**EXTRACTED INFORMATION:**
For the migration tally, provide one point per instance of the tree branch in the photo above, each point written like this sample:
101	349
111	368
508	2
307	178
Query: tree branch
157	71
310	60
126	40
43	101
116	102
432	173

**AIM OF THE TASK:**
Extract the whole listing, character for character.

**OUTPUT:**
For the migration tally, provide one point per instance of the tree branch in the photo above, each point written like this sample:
101	349
111	368
508	2
307	178
Query: tree branch
157	71
310	60
126	40
43	101
116	102
432	173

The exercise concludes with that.